**To do:** Look through the listing underneath for "side", and copy every line that has it.

**Task inputs:**
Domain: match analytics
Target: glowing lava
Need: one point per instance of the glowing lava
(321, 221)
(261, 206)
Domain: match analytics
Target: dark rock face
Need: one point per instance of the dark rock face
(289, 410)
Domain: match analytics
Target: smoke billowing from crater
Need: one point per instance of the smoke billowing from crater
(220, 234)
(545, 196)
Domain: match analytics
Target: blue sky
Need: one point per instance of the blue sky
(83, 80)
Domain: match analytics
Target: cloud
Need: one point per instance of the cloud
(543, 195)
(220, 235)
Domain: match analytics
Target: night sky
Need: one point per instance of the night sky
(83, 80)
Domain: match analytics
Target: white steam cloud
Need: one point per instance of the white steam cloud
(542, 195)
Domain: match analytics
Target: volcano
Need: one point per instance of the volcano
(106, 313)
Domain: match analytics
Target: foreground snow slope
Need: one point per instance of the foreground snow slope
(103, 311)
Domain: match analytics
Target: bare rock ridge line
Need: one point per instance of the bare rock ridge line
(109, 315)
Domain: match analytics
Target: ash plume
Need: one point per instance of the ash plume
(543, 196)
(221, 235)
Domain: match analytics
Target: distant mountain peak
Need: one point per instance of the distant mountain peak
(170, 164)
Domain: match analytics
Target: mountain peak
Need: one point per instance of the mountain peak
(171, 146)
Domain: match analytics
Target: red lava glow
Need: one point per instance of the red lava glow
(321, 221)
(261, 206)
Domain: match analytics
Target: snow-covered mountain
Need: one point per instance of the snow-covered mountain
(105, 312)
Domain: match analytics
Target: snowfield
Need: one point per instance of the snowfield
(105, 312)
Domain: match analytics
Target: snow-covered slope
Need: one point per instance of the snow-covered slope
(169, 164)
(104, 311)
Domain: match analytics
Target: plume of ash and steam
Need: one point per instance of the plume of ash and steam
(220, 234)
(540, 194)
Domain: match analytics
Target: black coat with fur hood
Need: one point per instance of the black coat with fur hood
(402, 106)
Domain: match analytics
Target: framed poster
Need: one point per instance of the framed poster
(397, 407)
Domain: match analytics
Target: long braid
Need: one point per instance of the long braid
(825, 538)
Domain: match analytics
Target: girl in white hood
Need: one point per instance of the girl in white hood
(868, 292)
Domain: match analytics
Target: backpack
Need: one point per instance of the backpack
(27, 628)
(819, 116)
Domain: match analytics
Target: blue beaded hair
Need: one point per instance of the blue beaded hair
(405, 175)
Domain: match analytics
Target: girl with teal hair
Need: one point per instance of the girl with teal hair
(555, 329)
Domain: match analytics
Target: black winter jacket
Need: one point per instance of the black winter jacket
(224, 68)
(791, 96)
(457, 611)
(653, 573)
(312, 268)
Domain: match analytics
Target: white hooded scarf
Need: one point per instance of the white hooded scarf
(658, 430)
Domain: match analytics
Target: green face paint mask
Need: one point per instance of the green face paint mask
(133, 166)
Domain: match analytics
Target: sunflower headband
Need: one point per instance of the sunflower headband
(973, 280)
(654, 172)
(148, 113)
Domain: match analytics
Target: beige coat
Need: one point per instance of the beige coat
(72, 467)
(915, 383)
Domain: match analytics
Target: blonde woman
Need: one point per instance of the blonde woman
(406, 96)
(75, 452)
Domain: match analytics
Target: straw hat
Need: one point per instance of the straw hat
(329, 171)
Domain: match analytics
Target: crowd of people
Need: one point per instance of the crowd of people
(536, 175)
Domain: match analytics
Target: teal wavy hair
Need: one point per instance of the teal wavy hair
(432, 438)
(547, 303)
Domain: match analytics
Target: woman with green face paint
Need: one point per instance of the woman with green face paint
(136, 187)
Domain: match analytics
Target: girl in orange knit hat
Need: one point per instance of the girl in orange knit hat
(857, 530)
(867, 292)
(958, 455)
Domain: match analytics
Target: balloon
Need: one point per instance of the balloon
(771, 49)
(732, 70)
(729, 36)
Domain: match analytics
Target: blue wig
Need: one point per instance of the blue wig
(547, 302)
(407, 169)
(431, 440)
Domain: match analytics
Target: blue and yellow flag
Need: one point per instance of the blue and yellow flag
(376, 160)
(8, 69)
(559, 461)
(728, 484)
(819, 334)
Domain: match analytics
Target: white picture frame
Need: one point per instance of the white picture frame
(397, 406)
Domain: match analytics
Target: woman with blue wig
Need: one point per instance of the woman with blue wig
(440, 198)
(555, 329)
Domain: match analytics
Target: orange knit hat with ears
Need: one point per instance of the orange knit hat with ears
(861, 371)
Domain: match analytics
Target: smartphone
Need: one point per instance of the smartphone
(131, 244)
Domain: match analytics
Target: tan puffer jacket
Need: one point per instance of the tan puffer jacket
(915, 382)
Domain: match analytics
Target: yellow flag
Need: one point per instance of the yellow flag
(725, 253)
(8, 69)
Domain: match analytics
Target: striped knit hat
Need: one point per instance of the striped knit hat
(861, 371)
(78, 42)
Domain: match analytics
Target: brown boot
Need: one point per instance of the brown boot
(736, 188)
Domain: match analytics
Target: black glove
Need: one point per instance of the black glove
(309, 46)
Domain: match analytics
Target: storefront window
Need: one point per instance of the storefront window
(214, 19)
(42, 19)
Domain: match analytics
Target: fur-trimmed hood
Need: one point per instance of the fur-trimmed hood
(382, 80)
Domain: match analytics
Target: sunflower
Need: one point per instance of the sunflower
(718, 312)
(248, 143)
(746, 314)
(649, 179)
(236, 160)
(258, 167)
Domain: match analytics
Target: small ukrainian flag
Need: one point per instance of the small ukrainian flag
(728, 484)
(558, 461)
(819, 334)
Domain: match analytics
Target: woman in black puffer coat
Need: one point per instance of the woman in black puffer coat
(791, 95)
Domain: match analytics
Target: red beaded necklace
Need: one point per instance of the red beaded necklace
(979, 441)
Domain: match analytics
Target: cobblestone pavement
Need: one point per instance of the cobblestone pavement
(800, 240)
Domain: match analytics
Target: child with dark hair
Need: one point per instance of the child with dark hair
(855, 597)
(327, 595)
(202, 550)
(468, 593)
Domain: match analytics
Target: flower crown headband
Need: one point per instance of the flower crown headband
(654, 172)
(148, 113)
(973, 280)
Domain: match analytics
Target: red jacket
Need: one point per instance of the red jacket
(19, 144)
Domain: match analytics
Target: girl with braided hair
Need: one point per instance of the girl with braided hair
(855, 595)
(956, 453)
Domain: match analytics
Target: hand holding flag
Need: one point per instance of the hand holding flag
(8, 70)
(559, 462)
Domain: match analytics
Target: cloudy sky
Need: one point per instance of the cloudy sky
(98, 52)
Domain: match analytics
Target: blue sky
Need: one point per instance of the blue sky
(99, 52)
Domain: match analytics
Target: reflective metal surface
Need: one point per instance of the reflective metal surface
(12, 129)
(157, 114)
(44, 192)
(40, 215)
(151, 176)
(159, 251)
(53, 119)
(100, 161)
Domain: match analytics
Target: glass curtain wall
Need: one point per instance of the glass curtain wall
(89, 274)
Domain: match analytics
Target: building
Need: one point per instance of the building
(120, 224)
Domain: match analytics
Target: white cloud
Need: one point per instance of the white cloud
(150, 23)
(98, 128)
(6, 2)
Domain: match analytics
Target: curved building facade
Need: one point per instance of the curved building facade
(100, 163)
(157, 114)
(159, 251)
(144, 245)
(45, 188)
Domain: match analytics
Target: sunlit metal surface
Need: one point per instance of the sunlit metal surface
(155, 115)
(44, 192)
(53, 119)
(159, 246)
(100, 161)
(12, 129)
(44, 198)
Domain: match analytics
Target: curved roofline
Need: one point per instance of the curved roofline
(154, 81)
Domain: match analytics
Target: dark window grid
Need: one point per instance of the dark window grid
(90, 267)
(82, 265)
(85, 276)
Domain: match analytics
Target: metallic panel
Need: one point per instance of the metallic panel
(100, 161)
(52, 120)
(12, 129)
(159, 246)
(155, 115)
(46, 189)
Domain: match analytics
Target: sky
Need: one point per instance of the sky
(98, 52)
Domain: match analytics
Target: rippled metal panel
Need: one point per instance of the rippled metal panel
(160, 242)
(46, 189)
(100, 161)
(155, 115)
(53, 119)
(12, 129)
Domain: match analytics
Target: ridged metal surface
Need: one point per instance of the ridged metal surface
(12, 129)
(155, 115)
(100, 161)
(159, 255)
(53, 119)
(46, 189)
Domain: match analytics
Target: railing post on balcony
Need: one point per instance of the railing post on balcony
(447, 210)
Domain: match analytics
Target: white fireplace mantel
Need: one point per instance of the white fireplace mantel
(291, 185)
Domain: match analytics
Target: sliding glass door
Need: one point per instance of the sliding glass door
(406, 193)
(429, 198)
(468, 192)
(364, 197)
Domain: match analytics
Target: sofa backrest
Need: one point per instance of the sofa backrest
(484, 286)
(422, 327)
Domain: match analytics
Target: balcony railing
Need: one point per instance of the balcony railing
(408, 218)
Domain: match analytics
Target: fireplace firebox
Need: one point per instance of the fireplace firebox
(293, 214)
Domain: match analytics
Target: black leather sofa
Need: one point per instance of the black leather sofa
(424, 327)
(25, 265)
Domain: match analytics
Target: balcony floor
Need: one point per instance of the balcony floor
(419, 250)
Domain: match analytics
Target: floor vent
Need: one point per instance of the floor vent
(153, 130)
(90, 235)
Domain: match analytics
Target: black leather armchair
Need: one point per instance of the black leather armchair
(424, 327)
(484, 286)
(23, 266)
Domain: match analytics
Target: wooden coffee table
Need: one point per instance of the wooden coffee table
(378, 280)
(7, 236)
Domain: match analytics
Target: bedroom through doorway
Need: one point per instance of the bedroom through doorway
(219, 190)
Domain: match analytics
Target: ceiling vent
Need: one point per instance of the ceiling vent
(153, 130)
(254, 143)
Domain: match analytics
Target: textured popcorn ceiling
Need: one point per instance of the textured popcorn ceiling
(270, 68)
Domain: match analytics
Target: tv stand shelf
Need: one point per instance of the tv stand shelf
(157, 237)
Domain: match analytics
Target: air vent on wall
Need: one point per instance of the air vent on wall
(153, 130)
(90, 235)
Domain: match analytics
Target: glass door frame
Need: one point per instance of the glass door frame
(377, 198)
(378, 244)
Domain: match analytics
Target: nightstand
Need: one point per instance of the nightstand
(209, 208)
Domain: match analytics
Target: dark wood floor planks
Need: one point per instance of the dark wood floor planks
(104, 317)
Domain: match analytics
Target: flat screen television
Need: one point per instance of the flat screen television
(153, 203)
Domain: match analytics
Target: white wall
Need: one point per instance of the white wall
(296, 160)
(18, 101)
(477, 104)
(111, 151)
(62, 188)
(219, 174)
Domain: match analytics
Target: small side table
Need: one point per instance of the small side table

**Completed exercise:**
Target: small side table
Need: one point per instance of the small side table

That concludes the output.